▶ _Data in this exercise_

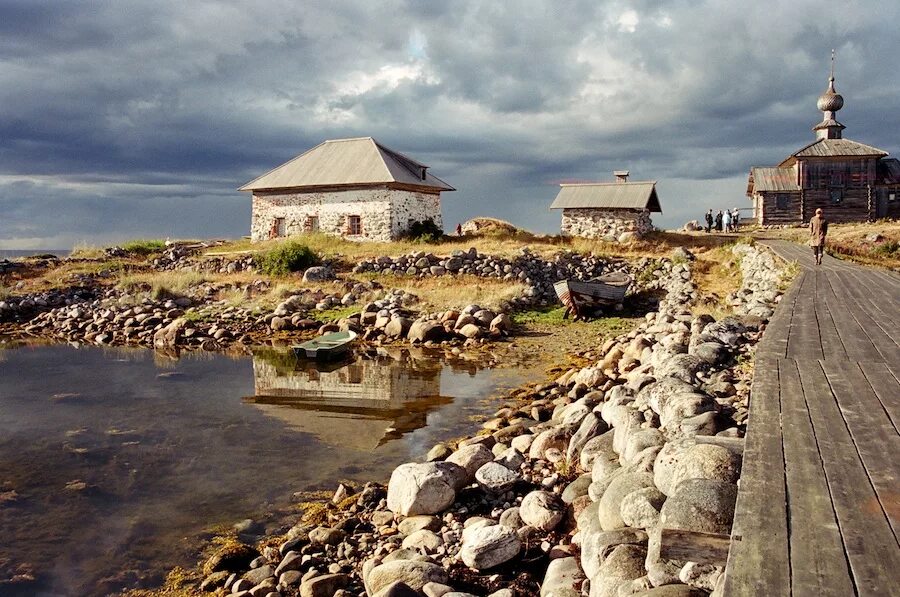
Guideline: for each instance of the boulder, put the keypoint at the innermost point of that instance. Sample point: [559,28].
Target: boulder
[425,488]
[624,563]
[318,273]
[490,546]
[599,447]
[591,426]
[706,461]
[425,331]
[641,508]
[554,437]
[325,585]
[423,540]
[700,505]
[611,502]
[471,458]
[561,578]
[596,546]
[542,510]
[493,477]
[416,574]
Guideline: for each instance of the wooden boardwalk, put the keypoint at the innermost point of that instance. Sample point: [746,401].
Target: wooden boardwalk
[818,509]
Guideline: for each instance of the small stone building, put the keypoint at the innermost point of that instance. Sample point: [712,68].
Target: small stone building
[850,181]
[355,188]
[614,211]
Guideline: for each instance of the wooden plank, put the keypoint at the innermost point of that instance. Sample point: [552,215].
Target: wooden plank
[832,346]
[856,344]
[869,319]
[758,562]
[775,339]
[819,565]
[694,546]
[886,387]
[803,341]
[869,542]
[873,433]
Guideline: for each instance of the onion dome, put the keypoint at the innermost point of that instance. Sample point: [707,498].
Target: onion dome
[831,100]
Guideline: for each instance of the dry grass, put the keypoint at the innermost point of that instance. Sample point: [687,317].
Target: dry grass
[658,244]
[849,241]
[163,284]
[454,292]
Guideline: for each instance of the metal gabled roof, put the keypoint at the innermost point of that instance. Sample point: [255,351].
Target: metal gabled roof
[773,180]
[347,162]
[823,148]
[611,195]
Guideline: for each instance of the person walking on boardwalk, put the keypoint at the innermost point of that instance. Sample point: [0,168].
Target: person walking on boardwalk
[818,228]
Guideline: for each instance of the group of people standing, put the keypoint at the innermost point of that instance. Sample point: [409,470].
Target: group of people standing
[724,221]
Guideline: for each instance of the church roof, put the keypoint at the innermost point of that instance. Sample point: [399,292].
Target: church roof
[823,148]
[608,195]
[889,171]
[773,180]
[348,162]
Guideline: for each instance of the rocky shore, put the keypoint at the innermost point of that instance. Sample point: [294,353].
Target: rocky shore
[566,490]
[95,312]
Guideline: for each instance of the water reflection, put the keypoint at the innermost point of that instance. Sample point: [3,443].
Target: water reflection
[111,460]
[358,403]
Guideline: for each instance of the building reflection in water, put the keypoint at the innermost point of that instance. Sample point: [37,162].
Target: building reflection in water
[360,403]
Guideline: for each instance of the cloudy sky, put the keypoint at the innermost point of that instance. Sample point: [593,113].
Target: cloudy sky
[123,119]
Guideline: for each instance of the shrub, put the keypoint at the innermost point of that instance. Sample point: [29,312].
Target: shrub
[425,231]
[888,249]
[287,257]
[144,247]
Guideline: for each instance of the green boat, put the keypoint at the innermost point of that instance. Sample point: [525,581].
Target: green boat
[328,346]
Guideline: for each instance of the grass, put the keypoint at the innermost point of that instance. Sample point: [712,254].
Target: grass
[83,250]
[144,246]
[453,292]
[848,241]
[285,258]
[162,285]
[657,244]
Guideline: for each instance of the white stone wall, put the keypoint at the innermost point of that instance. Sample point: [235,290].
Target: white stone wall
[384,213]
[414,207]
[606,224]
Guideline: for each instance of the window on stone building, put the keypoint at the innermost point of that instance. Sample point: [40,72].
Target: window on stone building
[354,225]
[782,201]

==

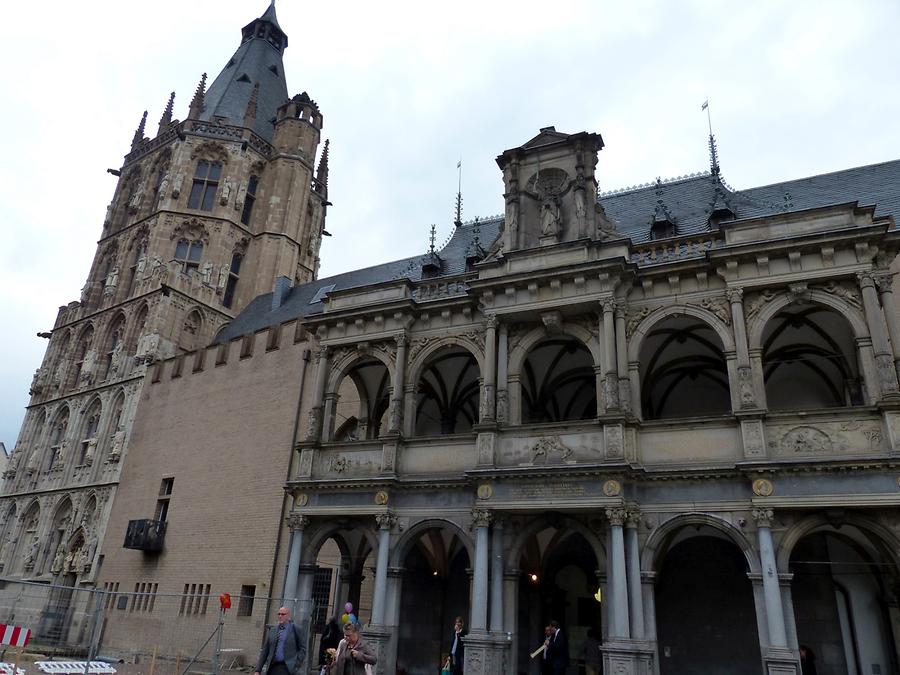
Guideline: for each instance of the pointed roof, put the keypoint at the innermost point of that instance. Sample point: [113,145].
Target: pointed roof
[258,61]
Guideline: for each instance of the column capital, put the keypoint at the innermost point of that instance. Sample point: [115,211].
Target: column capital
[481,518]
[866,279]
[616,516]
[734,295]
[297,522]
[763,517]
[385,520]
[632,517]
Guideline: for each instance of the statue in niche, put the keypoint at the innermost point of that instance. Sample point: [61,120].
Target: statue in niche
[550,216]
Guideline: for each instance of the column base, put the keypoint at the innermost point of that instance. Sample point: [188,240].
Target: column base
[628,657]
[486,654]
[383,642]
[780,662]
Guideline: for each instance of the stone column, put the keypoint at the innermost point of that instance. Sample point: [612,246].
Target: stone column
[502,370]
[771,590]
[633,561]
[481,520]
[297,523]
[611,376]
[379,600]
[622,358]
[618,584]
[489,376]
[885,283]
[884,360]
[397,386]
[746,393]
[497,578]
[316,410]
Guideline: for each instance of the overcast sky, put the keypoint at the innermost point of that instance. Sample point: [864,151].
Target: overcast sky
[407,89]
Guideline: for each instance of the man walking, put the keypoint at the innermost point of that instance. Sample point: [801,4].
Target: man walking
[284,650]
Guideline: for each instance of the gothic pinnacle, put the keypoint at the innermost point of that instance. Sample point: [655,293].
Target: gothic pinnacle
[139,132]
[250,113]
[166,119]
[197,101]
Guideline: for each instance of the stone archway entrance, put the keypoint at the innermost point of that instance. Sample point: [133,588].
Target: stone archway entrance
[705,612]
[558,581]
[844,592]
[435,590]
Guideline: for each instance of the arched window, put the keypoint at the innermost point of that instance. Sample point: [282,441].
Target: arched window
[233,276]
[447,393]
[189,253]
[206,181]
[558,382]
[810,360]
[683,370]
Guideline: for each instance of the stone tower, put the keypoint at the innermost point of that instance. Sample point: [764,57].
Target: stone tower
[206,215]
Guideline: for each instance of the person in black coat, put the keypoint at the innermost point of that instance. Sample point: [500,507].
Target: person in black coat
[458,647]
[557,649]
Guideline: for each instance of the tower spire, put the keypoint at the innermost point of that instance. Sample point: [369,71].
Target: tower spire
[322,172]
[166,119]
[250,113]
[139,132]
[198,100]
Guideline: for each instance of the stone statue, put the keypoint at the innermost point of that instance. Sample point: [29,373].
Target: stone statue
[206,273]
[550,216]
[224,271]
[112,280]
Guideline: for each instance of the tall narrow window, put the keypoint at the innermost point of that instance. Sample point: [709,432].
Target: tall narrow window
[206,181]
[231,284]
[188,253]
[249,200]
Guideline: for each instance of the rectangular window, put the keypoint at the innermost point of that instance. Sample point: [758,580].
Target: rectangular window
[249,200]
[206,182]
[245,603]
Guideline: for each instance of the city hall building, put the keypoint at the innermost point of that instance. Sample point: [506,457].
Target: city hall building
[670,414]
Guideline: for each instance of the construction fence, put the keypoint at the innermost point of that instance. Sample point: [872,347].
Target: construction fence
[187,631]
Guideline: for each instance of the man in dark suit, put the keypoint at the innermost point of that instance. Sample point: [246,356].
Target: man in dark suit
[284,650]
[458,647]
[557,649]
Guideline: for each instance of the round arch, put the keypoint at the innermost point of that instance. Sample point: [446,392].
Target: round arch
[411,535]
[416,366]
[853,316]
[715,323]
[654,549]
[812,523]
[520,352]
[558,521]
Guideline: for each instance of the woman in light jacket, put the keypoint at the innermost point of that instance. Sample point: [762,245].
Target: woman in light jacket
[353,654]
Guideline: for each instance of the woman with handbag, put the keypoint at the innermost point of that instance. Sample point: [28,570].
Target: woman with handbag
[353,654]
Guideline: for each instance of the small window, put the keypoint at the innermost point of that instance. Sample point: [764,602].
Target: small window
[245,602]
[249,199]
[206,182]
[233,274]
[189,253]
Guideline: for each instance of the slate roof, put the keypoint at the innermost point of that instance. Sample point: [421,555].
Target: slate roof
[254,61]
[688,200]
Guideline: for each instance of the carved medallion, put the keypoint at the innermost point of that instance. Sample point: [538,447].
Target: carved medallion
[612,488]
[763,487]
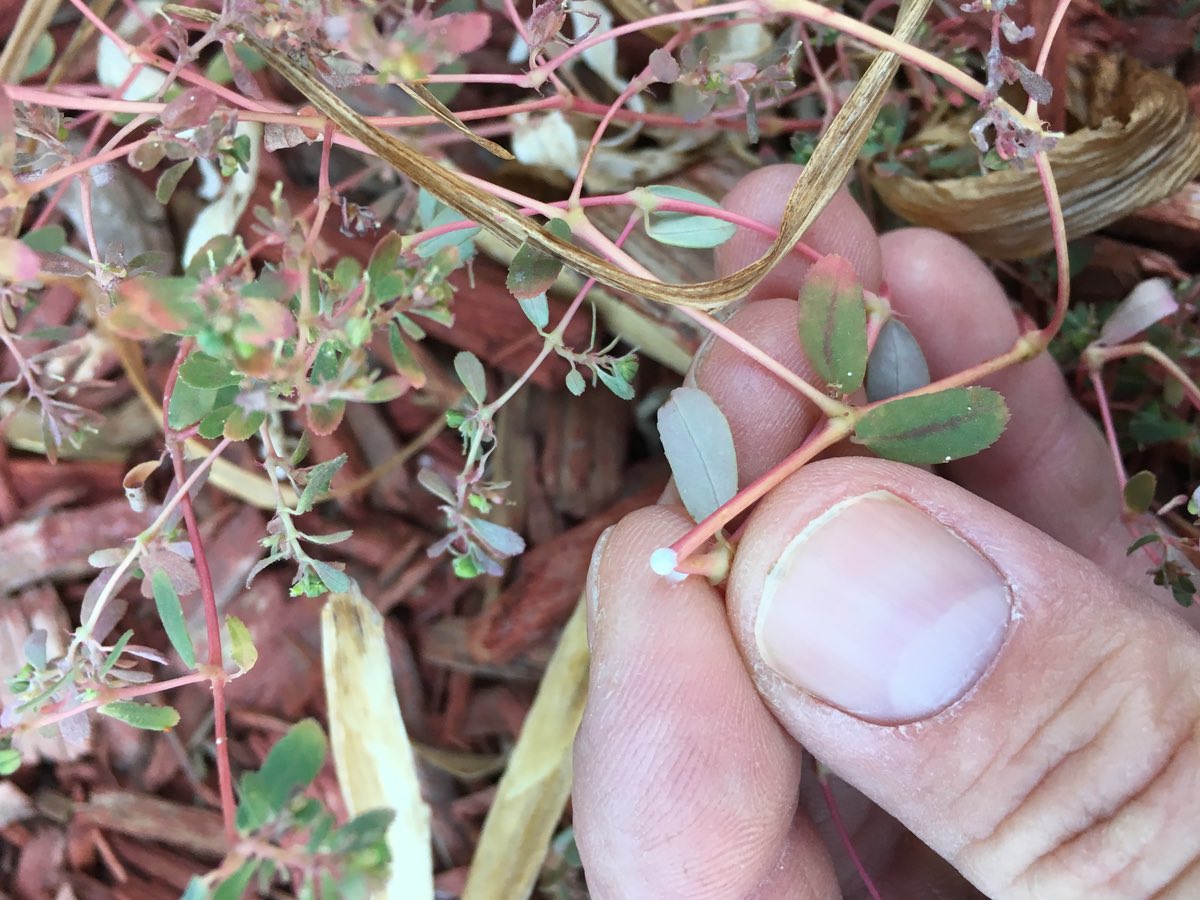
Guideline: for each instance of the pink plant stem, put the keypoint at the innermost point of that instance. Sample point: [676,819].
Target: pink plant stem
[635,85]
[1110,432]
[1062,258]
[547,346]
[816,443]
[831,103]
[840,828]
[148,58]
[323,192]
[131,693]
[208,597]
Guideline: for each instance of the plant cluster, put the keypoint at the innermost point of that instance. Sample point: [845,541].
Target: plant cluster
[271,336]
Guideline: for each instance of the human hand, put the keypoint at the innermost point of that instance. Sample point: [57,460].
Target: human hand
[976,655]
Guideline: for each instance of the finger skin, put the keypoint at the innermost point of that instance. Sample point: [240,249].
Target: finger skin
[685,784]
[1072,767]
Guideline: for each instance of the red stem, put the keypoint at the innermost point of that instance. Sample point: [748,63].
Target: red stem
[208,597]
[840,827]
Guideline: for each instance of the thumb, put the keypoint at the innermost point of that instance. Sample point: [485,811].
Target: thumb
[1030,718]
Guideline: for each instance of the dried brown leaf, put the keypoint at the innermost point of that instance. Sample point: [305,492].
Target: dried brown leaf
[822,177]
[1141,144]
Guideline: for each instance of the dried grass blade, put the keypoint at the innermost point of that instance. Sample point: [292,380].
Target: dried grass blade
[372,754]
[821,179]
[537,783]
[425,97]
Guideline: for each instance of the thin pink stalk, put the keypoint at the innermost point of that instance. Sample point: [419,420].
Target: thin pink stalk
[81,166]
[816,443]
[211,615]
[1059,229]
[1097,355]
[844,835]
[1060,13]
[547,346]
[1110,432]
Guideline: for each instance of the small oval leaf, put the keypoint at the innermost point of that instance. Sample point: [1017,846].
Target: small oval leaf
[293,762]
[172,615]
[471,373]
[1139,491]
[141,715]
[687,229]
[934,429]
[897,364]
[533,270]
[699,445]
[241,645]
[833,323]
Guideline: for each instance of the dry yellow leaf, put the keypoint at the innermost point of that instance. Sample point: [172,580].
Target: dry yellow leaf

...

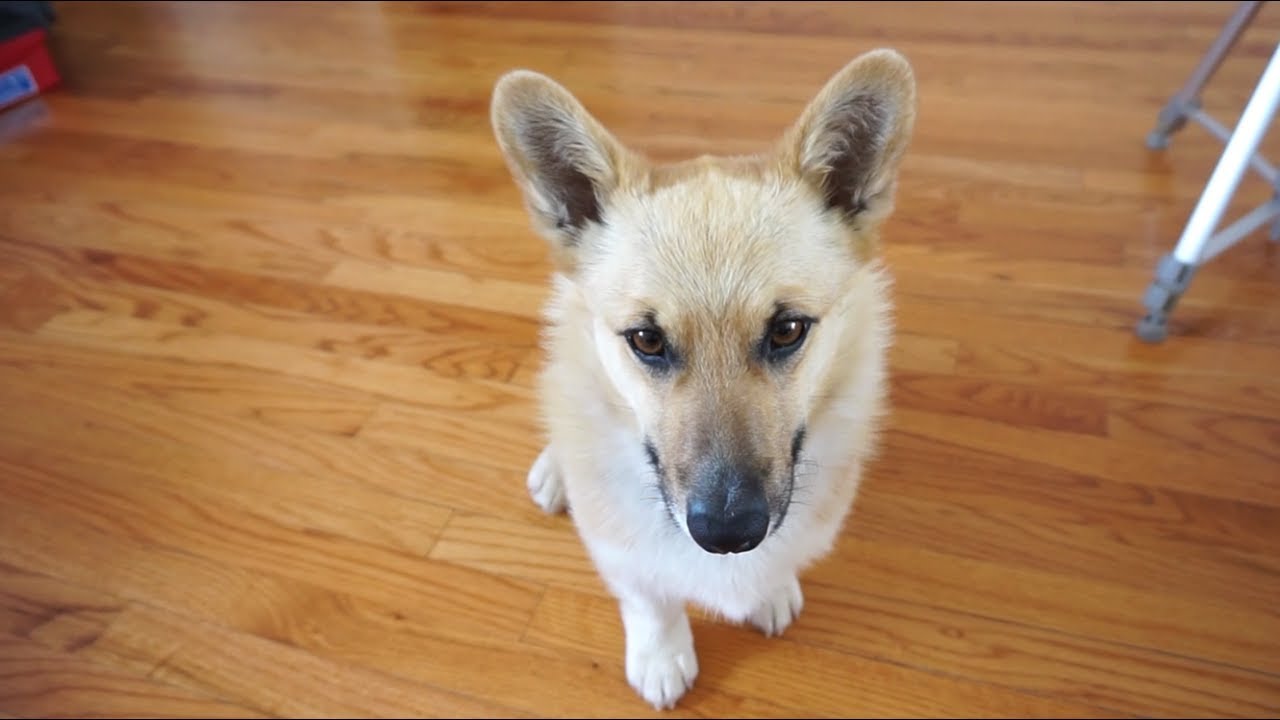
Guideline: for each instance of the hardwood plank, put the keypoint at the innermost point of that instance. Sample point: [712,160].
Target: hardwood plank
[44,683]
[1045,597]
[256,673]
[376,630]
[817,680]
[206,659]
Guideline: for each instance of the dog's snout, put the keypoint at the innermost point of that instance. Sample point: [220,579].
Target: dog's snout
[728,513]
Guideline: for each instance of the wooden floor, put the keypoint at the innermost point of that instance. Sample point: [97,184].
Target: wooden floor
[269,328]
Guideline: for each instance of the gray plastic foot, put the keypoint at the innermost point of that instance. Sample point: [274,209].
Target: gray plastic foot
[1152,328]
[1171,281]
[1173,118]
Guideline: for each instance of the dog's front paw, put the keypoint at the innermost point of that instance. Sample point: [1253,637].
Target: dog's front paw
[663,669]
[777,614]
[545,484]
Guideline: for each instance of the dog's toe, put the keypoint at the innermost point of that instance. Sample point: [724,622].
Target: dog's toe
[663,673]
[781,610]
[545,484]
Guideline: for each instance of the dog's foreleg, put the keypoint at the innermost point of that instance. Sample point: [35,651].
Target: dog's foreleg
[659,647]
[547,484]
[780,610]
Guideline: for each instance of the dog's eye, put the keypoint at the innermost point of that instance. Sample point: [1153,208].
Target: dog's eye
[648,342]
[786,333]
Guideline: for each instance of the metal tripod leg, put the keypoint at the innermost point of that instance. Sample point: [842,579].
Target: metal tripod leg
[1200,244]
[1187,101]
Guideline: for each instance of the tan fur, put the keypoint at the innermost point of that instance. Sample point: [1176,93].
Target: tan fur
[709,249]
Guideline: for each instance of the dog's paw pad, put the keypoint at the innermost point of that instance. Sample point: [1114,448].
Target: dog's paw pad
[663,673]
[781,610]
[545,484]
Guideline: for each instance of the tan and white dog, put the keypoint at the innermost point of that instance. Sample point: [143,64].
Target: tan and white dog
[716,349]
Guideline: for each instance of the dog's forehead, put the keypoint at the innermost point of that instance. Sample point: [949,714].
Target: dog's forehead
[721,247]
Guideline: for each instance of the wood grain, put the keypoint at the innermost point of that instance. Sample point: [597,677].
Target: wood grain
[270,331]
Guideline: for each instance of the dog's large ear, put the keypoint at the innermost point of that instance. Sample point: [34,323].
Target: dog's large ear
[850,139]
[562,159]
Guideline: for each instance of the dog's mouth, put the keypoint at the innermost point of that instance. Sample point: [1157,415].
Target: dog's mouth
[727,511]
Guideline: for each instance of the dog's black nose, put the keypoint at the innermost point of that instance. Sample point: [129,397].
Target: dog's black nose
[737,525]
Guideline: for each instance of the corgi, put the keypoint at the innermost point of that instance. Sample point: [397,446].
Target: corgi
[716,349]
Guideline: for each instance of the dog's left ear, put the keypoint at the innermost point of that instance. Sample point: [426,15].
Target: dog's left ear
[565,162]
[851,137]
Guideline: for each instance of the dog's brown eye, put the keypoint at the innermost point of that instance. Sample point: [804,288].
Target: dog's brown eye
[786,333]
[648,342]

▶ _What the exercise asks_
Scan the records above for the string "yellow", then copy each line where it turns up.

▶ _Exercise output_
Guideline: for each instance of the dry yellow leaf, put the keypoint at the innermost point of that instance. Sample point: [172,580].
Target: dry yellow leaf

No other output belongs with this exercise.